Referring expression pointing data:
● ● ● ● ●
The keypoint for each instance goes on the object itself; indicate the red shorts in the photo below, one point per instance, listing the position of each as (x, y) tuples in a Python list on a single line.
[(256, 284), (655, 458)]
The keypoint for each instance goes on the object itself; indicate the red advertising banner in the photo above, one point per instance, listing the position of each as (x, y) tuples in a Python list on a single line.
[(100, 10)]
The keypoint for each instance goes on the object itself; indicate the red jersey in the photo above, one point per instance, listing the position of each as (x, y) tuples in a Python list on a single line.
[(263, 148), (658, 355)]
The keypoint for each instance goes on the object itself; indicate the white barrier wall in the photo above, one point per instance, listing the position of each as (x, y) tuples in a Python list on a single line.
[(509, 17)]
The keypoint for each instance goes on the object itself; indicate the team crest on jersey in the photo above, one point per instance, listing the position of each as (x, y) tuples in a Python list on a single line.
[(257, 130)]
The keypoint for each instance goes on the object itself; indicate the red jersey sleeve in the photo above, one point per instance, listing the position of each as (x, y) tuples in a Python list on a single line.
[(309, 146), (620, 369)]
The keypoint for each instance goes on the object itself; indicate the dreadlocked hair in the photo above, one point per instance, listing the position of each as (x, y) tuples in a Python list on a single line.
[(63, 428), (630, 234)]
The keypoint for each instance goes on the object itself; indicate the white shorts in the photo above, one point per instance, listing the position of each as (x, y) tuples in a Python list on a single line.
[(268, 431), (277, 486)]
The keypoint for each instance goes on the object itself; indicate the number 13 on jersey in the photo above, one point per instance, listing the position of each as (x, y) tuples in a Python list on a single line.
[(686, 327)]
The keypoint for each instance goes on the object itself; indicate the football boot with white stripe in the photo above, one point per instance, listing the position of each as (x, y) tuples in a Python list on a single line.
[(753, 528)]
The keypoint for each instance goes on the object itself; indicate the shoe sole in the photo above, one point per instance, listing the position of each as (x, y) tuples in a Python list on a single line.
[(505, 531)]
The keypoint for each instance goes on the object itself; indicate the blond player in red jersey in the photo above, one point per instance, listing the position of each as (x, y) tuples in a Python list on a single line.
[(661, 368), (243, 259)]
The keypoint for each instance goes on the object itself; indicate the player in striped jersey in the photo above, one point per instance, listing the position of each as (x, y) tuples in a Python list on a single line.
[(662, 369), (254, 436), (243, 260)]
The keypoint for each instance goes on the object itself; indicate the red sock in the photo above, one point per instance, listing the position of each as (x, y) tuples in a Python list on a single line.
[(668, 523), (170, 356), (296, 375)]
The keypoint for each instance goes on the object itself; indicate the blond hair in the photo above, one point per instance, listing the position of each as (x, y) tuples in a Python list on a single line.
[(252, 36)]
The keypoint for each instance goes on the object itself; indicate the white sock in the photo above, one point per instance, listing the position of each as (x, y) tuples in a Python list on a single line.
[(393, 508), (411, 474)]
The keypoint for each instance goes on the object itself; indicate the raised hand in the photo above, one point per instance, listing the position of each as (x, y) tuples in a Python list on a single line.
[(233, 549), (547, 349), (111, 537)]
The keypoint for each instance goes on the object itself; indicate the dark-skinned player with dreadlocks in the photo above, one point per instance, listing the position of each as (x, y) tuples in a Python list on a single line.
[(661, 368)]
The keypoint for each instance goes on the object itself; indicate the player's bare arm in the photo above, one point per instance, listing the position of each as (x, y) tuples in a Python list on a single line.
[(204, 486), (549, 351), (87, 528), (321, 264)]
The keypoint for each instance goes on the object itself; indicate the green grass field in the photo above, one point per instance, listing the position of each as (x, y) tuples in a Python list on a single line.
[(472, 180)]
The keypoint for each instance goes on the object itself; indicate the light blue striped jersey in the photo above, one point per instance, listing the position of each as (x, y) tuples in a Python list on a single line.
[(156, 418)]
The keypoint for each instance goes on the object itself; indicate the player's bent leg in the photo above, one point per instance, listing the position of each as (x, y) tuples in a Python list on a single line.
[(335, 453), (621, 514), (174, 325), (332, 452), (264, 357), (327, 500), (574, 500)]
● ● ● ● ●
* [Problem] Retype exactly, and only, the lines that run from the one with "the player's bent" through the final line of the entries.

* [Answer section]
The keypoint for each instance goes on the object itself; indicate the player's bent leg in the photo above, one point per instance, listing the position of each as (x, y) tuples in a Python list on a single line.
[(335, 453), (621, 514), (174, 325), (332, 452), (264, 357), (327, 500), (574, 500)]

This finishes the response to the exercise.